Recorded data

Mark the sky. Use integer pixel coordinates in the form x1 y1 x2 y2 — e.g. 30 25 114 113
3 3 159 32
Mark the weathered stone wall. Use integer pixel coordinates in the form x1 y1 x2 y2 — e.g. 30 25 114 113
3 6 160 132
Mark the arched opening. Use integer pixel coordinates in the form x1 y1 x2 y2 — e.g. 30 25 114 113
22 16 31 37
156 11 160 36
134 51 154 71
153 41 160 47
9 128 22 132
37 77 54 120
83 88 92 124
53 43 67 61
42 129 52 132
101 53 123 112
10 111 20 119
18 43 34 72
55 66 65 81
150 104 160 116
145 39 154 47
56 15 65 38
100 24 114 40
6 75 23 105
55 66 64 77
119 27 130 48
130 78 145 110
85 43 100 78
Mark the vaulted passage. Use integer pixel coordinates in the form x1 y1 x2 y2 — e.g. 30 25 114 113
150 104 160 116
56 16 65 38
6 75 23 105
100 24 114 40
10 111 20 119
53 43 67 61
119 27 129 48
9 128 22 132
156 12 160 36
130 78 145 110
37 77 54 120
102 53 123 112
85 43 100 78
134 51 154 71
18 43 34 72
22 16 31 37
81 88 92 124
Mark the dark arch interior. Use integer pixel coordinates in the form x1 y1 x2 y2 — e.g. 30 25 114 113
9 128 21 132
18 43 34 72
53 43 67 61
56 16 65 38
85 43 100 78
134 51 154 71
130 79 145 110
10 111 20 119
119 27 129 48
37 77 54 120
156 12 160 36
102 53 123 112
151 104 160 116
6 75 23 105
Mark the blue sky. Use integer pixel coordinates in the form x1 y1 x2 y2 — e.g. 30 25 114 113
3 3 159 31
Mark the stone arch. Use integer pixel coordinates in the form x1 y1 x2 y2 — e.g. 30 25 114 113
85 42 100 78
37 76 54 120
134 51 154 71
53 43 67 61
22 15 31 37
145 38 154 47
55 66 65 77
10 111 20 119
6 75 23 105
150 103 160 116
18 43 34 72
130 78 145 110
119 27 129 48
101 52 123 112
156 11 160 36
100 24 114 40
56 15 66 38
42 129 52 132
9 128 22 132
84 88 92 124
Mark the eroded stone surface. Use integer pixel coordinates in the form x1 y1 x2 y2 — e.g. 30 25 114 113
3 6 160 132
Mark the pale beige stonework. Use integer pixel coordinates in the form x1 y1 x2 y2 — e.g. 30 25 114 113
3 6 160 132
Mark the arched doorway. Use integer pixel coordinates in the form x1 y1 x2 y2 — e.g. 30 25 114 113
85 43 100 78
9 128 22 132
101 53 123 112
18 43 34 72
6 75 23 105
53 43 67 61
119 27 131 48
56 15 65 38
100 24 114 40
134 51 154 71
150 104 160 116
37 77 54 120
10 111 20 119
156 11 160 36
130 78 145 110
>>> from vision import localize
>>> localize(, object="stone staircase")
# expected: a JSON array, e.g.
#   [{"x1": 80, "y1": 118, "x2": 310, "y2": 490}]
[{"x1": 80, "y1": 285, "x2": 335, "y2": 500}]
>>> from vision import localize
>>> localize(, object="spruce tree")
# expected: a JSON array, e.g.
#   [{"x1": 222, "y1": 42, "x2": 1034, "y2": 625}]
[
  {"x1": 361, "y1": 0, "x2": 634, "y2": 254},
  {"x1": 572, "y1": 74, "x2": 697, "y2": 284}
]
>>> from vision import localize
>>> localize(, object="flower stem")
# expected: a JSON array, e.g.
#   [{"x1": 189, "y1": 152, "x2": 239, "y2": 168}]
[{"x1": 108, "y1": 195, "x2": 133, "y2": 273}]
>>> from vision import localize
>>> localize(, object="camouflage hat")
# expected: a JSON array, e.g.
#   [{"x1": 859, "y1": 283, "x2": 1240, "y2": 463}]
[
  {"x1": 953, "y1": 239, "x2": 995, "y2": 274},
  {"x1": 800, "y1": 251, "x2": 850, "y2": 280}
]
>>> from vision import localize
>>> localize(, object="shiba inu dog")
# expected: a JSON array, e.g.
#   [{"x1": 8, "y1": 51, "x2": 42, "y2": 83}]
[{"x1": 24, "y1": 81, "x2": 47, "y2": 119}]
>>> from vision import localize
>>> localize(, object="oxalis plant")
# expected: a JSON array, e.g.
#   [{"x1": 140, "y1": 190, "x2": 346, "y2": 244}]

→ **GOAL OF THE EXERCISE**: Find each line in the rows above that contains the string "pixel", and copy those lines. Case matters.

→ **RESPONSE TO THE EXERCISE**:
Mark the sky. Use integer pixel coordinates in the form x1 y1 x2 y2 — e.g. 30 25 114 113
Mark the weathered stone wall. Use integer pixel coordinates in the form x1 y1 x2 y2 — e.g. 30 25 114 113
Mark the arched opening. Use integer pixel coordinates in the form x1 y1 x2 y2 — e.g. 30 25 114 113
Mark the vaulted passage. Use integer pixel coordinates in the form x1 y1 x2 y2 — e.g. 30 25 114 113
Mark the dark arch interior. Use integer pixel coordinates in the form x1 y1 x2 y2 — e.g. 30 25 114 113
Mark the blue sky. Use integer pixel coordinates in the form x1 y1 x2 y2 — e.g. 30 25 114 113
Mark the stone arch. Use integer pixel coordinates in the form x1 y1 x2 y2 — e.g. 30 25 114 113
Mark the eroded stone surface. Use integer pixel coordinates in the form x1 y1 x2 y2 — e.g. 30 25 114 113
Mark the pale beige stonework. Use integer pixel coordinates in the form x1 y1 x2 y2 — e.g. 30 25 114 113
Mark the arched doorway. Use integer pixel coordinates in the form x1 y1 x2 y2 — e.g. 30 25 114 113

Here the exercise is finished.